(Items from a dataset)
┌────────

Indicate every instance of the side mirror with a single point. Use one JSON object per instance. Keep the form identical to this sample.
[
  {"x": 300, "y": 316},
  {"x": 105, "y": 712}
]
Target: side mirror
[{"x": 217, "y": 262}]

└────────

## TASK INSTRUCTIONS
Make an exact copy of every line in the data.

## THE ANSWER
Indicate every instance of the side mirror with a single point. Use one JSON object per instance. Keep the form identical to this sample.
[
  {"x": 300, "y": 316},
  {"x": 105, "y": 712}
]
Target: side mirror
[{"x": 217, "y": 262}]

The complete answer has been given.